**Exercise**
Reproduce every line of the data below word for word, changing nothing.
[Begin]
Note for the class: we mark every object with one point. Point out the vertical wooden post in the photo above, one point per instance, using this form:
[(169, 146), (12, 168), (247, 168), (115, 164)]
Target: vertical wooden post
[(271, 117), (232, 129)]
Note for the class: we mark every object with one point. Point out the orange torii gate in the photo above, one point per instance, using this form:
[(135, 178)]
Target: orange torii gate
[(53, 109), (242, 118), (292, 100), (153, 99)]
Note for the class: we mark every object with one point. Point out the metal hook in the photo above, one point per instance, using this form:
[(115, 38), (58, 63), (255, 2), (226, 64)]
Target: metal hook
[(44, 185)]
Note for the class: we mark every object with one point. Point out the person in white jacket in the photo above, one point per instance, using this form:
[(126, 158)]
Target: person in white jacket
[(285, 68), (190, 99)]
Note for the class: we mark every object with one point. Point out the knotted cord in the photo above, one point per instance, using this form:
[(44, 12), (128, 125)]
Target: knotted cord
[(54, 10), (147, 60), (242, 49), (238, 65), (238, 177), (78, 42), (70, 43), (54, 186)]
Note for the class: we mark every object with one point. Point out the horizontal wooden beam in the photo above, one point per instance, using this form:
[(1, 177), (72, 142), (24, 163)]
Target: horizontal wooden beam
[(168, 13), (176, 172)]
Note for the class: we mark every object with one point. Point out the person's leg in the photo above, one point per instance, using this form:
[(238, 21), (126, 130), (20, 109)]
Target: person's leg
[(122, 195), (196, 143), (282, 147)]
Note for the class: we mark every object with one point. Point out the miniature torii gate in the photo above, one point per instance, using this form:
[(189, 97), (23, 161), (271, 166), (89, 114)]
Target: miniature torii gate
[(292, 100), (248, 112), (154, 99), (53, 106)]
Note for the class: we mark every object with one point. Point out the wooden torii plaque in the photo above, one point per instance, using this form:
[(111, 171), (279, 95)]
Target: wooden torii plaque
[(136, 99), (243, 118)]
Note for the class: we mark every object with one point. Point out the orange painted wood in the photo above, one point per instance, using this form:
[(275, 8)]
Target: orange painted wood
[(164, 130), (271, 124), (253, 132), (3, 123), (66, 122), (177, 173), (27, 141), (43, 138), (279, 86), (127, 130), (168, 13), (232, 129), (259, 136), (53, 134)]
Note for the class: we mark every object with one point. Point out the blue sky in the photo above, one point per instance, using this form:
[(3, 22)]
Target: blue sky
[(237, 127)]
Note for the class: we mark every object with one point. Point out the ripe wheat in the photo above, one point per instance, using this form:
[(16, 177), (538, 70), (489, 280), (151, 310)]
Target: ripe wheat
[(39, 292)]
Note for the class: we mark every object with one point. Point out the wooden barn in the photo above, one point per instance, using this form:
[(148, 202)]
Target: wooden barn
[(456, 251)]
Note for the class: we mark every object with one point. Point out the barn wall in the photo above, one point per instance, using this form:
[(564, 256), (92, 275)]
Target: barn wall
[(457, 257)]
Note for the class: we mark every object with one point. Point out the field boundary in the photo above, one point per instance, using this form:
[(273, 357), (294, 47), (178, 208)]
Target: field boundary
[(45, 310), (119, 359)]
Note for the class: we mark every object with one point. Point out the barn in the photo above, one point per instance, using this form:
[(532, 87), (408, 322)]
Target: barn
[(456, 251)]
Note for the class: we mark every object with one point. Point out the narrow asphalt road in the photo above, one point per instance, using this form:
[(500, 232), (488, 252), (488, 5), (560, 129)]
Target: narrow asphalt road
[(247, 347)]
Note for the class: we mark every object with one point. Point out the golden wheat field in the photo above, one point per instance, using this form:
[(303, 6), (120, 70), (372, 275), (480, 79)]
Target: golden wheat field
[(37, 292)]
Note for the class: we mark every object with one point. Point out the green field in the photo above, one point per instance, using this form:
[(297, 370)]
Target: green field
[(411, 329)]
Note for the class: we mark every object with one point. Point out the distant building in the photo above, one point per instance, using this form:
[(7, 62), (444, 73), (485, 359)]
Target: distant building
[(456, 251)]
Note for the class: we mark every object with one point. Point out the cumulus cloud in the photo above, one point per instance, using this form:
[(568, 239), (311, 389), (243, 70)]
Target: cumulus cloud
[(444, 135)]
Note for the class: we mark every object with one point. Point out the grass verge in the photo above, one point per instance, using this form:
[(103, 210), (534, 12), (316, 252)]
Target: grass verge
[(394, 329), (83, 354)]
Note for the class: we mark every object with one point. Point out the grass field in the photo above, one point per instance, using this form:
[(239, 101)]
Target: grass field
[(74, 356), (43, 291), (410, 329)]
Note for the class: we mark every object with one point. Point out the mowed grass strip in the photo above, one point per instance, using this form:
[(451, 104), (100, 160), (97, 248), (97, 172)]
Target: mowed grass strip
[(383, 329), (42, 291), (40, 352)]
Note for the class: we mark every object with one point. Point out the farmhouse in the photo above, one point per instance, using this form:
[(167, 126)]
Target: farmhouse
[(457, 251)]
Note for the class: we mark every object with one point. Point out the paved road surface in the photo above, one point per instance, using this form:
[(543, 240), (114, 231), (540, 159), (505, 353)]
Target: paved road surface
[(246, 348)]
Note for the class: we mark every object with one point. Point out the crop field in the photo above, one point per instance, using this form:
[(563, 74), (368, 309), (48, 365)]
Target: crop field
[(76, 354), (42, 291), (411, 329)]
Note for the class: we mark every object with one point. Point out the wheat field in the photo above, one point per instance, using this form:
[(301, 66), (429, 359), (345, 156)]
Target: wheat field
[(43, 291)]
[End]
**Finished exercise**
Note for the class: we mark every object with one point. Point out the vertical wooden post in the photo above, one point per instance, using this form:
[(169, 146), (12, 168), (247, 168), (115, 164)]
Target: vertical wooden post
[(271, 117), (232, 129)]
Note for the class: we mark every object with one point. Point out the orange torii gate in the photo above, one point per instance, using this form:
[(135, 178)]
Target: orange torii gate
[(53, 109), (242, 118), (292, 100), (153, 99)]
Note for the class: we mark every object with one point. Point out the metal hook in the photo above, one point per instance, using this form:
[(115, 38), (58, 63), (255, 2), (226, 64)]
Target: metal hook
[(44, 185)]
Note for the class: we mark every object with one point. Point out the person in white jacket in the photo above, one point per instance, using this form:
[(126, 158)]
Target: person in white jacket
[(285, 68), (190, 99)]
Note for the class: we mark every object with one point. Point out the knotted cord in the photo above, one point per instance, using this form:
[(44, 12), (128, 125)]
Target: knotted cord
[(54, 10), (147, 60), (242, 49), (238, 65), (238, 177), (78, 42), (70, 43), (54, 186)]
Note for the class: we mark every object with one point. Point out the horizontal wooden beam in the photo above, one point per instance, using this form:
[(1, 177), (72, 142), (24, 163)]
Target: horizontal wooden beam
[(168, 13), (176, 172)]
Note for the class: we mark every object with one point. Point out the person's leg in the photo above, one point per instance, using this form:
[(238, 21), (126, 130), (20, 109)]
Target: person's leg
[(122, 195), (196, 143), (282, 147)]
Note for the class: we mark every object with one point. Point out the miniature torii gate in the photo above, one point per instance, using this form:
[(189, 97), (23, 161), (271, 166), (89, 114)]
Target: miniature torii gate
[(292, 100), (248, 112), (154, 99), (53, 106)]
Note for the class: we mark every object with one point. Point out the wooden torii plaque in the photo above, one point per instance, using this form:
[(111, 171), (279, 95)]
Target: wooden torii plaque
[(136, 99), (243, 118)]
Note for the class: we mark every object with one point. Point out the orange painted wood in the photo above, one point per instance, using this form:
[(275, 8)]
Target: orange painted wood
[(164, 130), (271, 124), (253, 132), (3, 123), (66, 122), (177, 173), (27, 141), (43, 138), (279, 86), (127, 130), (168, 13), (232, 129), (259, 136), (53, 134)]
Note for the class: we mark every object with one point. Point out the blue sky in the photo above, one point per instance, using this form:
[(3, 22)]
Target: blue sky
[(237, 127)]
Note for the class: we mark every object with one point. Point out the ripe wheat in the photo above, one point per instance, using this form:
[(16, 177), (538, 70), (489, 280), (151, 310)]
Target: ripe wheat
[(39, 292)]
Note for the class: we mark every object with one point. Point out the wooden barn in the photo above, one point per instance, using this form:
[(148, 202)]
Target: wooden barn
[(456, 251)]
Note for the class: we mark every object with one point. Point out the barn wall in the photo above, one point per instance, using this form:
[(564, 256), (92, 275)]
Target: barn wall
[(457, 257)]
Note for the class: we mark every object with one point. Point out the field boundary in the photo above, one point per instance, using this form:
[(273, 357), (294, 47), (178, 208)]
Target: field boundary
[(45, 310), (119, 359)]
Note for the class: we mark every object with one point. Point out the barn in the photo above, one point per instance, using this form:
[(532, 87), (408, 322)]
Target: barn
[(456, 251)]
Note for the class: we mark every object with one point. Point out the narrow asphalt road in the photo above, one point per instance, using this form:
[(500, 232), (488, 252), (488, 5), (560, 129)]
Target: narrow asphalt road
[(247, 347)]
Note for the class: we mark every object with one point. Point out the golden wheat field in the photo above, one point per instance, using this form:
[(303, 6), (120, 70), (372, 275), (480, 79)]
Target: golden wheat field
[(37, 292)]
Note for the class: we mark every object with one point. Point out the green field in the photo above, one point per instance, using this form:
[(297, 370)]
Target: green field
[(411, 329)]
Note for the class: we mark every object with one point. Point out the distant building in the photo above, one point per instance, using this form:
[(7, 62), (444, 73), (485, 359)]
Target: distant building
[(456, 251)]
Note for the class: we mark every object with one point. Point out the cumulus cloud in the photo above, one point per instance, using this form:
[(568, 239), (311, 389), (243, 70)]
Target: cumulus cloud
[(444, 135)]
Note for the class: we mark every object with one point. Point out the grass verge in the photo above, one point per instance, using this form:
[(103, 210), (534, 12), (316, 252)]
Target: grass verge
[(394, 329), (83, 354)]
Note for the class: we mark every object with one point. Point out the grass field in the photo above, one point per instance, using this form:
[(239, 101)]
Target: grass field
[(74, 356), (43, 291), (410, 329)]
Note for the class: we mark every object with one point. Point out the mowed grass strip in the photo above, one point per instance, using this form:
[(451, 104), (100, 160), (97, 248), (97, 172)]
Target: mowed grass strip
[(383, 329), (42, 291), (40, 352)]
Note for the class: we mark every object with one point. Point out the farmhouse in the photo above, one point per instance, using this form:
[(167, 126)]
Target: farmhouse
[(457, 251)]
Note for the class: we mark every object with one point. Point out the paved road surface in the photo above, one point per instance, using this form:
[(543, 240), (114, 231), (540, 159), (505, 353)]
Target: paved road surface
[(246, 348)]
Note for the class: we mark every object with one point. Point out the crop field in the photo above, one point per instance, using this form:
[(563, 74), (368, 309), (48, 365)]
Target: crop field
[(76, 354), (42, 291), (411, 329)]
Note for the class: we mark every object with one point. Point out the wheat field in the photo above, one point per instance, using this form:
[(301, 66), (429, 359), (345, 156)]
Target: wheat field
[(43, 291)]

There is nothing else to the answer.